[Image point grounding data]

┏━━

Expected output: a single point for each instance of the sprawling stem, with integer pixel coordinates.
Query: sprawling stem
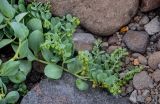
(78, 76)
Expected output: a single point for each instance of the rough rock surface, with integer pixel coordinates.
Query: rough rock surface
(83, 41)
(156, 75)
(101, 17)
(64, 92)
(154, 60)
(148, 5)
(136, 41)
(142, 80)
(153, 26)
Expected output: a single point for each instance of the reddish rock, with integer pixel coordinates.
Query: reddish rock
(142, 81)
(102, 17)
(156, 76)
(136, 41)
(154, 60)
(148, 5)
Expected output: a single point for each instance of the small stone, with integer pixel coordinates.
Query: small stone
(136, 55)
(159, 66)
(145, 93)
(156, 75)
(142, 81)
(148, 5)
(101, 17)
(144, 20)
(132, 26)
(142, 60)
(133, 97)
(63, 91)
(154, 60)
(136, 41)
(83, 41)
(112, 48)
(113, 40)
(136, 62)
(158, 45)
(153, 26)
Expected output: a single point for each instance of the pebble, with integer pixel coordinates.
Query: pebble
(144, 20)
(142, 81)
(142, 60)
(156, 75)
(83, 41)
(136, 41)
(154, 60)
(133, 97)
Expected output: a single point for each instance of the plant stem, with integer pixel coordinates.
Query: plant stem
(17, 52)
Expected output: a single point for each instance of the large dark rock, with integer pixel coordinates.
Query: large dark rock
(102, 17)
(136, 41)
(64, 92)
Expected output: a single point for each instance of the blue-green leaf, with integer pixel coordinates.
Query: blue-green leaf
(53, 71)
(5, 42)
(20, 30)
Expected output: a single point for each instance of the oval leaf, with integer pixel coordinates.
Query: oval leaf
(34, 24)
(1, 18)
(53, 71)
(47, 54)
(6, 9)
(36, 38)
(5, 42)
(20, 30)
(23, 49)
(25, 66)
(9, 68)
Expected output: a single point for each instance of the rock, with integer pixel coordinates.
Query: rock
(144, 20)
(112, 48)
(102, 17)
(136, 41)
(113, 40)
(63, 91)
(136, 55)
(142, 81)
(153, 26)
(133, 96)
(148, 5)
(148, 100)
(140, 99)
(154, 60)
(156, 75)
(142, 60)
(83, 41)
(158, 45)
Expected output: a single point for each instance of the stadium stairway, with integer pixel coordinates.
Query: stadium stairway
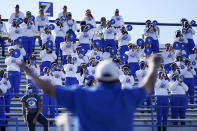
(142, 115)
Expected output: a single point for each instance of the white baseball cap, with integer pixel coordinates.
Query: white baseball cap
(107, 71)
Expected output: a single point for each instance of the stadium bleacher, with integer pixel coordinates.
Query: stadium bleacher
(145, 118)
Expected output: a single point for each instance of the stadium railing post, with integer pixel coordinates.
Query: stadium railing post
(152, 115)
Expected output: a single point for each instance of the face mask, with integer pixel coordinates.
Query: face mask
(88, 82)
(141, 66)
(33, 62)
(29, 91)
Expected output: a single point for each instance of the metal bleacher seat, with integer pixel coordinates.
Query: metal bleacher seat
(143, 118)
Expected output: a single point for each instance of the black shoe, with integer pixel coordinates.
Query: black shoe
(3, 54)
(2, 128)
(159, 128)
(164, 128)
(50, 123)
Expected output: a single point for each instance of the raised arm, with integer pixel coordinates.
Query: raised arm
(47, 87)
(24, 114)
(149, 80)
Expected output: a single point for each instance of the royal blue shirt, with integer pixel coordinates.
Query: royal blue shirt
(105, 107)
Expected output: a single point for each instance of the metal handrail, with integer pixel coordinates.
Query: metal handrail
(127, 23)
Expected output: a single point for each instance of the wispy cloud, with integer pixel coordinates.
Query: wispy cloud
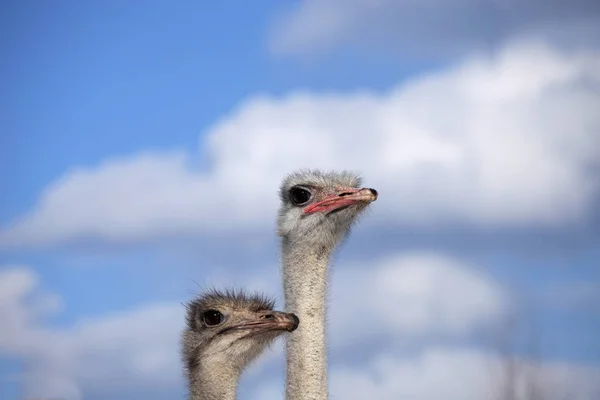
(501, 141)
(432, 29)
(399, 297)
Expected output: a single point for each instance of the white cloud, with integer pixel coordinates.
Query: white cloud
(506, 141)
(461, 374)
(412, 295)
(417, 295)
(124, 349)
(433, 28)
(446, 373)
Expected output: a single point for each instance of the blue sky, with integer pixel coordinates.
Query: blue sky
(116, 120)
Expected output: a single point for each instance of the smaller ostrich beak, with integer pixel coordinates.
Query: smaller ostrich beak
(268, 321)
(343, 199)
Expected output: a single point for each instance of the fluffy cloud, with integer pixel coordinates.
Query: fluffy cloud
(431, 28)
(447, 373)
(504, 141)
(123, 349)
(418, 295)
(413, 295)
(139, 347)
(462, 374)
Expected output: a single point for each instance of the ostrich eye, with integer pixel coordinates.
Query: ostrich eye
(299, 195)
(212, 317)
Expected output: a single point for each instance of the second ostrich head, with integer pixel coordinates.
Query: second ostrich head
(226, 331)
(320, 207)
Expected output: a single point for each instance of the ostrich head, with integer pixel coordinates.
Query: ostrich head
(231, 329)
(320, 207)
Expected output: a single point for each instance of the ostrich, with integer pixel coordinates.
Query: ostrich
(225, 332)
(316, 214)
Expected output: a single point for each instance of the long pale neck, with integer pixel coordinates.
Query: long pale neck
(305, 289)
(211, 381)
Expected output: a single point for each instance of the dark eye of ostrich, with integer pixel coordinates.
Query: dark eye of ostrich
(299, 195)
(212, 317)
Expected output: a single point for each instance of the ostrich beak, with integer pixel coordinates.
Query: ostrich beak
(267, 321)
(343, 199)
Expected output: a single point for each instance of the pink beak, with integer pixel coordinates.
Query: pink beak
(343, 199)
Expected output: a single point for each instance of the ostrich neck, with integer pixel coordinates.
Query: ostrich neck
(210, 381)
(305, 288)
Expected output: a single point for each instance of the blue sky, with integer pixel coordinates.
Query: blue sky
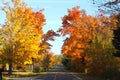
(54, 10)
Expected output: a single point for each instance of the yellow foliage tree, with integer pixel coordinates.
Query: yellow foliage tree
(21, 33)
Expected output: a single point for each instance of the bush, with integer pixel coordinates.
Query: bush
(37, 69)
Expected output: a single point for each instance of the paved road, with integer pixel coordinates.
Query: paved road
(57, 74)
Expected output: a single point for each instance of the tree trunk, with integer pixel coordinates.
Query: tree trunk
(10, 67)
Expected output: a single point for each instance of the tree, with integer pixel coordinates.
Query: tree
(108, 6)
(81, 29)
(21, 33)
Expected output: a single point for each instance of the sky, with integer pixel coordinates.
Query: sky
(54, 10)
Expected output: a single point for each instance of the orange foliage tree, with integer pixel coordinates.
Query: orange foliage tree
(81, 29)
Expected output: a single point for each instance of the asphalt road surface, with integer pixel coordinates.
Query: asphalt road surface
(59, 73)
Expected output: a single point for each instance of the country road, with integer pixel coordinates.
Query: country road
(59, 73)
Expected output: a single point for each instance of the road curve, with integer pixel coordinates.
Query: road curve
(59, 73)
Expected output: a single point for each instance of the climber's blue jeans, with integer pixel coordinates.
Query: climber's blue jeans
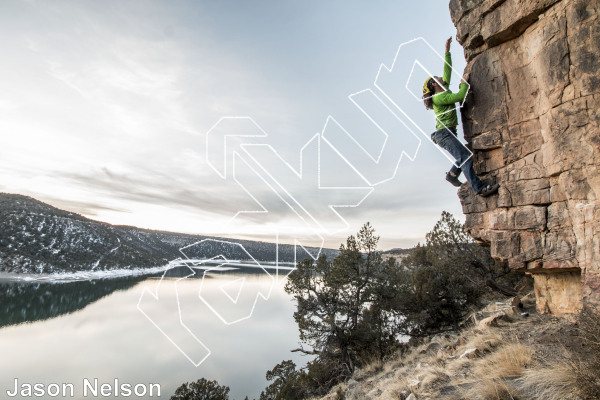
(448, 141)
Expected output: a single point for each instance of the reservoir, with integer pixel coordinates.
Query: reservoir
(136, 332)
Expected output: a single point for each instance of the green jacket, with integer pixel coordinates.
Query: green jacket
(444, 104)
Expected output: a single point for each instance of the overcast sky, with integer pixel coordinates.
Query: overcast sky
(105, 108)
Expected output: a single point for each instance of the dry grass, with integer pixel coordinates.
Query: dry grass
(491, 389)
(370, 369)
(509, 361)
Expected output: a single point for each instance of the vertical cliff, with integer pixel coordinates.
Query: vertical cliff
(532, 120)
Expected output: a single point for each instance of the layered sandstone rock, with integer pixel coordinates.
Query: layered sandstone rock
(532, 119)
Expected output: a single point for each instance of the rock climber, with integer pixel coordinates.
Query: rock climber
(437, 96)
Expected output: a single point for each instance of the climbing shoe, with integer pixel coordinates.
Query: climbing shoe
(453, 179)
(489, 190)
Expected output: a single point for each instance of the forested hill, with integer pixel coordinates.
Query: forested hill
(36, 237)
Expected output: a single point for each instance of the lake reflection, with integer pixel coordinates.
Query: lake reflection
(85, 330)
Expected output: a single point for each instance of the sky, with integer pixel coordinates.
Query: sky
(244, 119)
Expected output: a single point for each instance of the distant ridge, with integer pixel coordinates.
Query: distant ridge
(36, 237)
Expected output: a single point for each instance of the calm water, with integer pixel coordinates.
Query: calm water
(64, 333)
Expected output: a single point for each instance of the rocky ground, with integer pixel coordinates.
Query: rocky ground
(505, 351)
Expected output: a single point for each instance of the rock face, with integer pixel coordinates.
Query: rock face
(533, 122)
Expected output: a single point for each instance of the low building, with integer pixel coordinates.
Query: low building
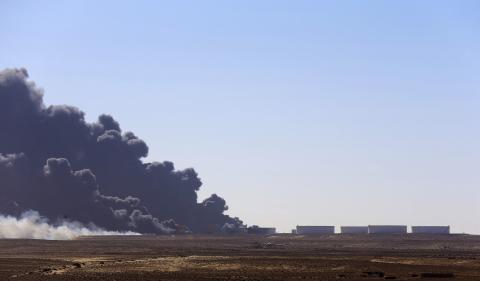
(315, 229)
(387, 229)
(354, 229)
(431, 229)
(255, 229)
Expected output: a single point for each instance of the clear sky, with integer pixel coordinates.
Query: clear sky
(296, 112)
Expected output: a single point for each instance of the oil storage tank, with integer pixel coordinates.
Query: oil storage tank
(387, 229)
(431, 229)
(315, 229)
(255, 229)
(354, 229)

┗━━

**AIM OF THE EXERCISE**
Copy the records above from the first line through the line containing "stairway, with integer pixel coordinates.", both included, and leave out any pictures.

**OUTPUT FOR THIS TASK**
Expected output: a single point for each instance of the sprawling stem, with integer pixel coordinates.
Query: sprawling stem
(78, 76)
Expected output: a single point for each instance of the rough rock surface, with integer pixel coordinates.
Query: rough rock surface
(83, 41)
(156, 75)
(101, 17)
(64, 92)
(154, 60)
(148, 5)
(136, 41)
(142, 80)
(153, 26)
Expected output: a single point for each instance of the reddish rock, with integer pixel coordinates.
Query: reddish rock
(142, 81)
(102, 17)
(156, 76)
(136, 41)
(154, 60)
(148, 5)
Expected output: a single point for each instance of the small stone, with integer pixel coordinates.
Query: small stone
(136, 55)
(159, 66)
(145, 93)
(156, 75)
(142, 81)
(148, 5)
(101, 17)
(144, 20)
(132, 26)
(142, 60)
(133, 97)
(63, 91)
(154, 60)
(136, 41)
(83, 41)
(112, 48)
(113, 40)
(136, 62)
(158, 45)
(153, 26)
Expected output: a single point for each instance of the pebble, with integer pixel coordinates.
Query: pebble
(144, 20)
(142, 81)
(142, 60)
(156, 75)
(83, 41)
(136, 41)
(154, 60)
(133, 97)
Expected output: a single point for each instance of the plant stem, with integer pixel coordinates.
Query: plant stem
(17, 52)
Expected output: a single point for each instance of the large dark rock, with integer pixel coordinates.
Query: large dark rock
(102, 17)
(136, 41)
(64, 92)
Expected output: a single point for each instance of the blue-green leaf, with integer pixel coordinates.
Query: blue-green leaf
(53, 71)
(5, 42)
(20, 30)
Expected output: a single point for each instance of the oval leaf, with integer pixel coordinates.
Query: oval leaf
(34, 24)
(1, 18)
(53, 71)
(47, 54)
(6, 9)
(36, 38)
(5, 42)
(20, 30)
(23, 49)
(25, 66)
(9, 68)
Expected output: a single point for each instance of the rock, with integer pixel coordinates.
Query: rock
(144, 20)
(112, 48)
(102, 17)
(136, 41)
(113, 40)
(63, 91)
(136, 55)
(142, 81)
(153, 26)
(133, 96)
(148, 5)
(148, 100)
(140, 99)
(154, 60)
(156, 75)
(142, 60)
(83, 41)
(158, 45)
Expected output: a single point for each instance of the stadium stairway, with integer pixel coordinates.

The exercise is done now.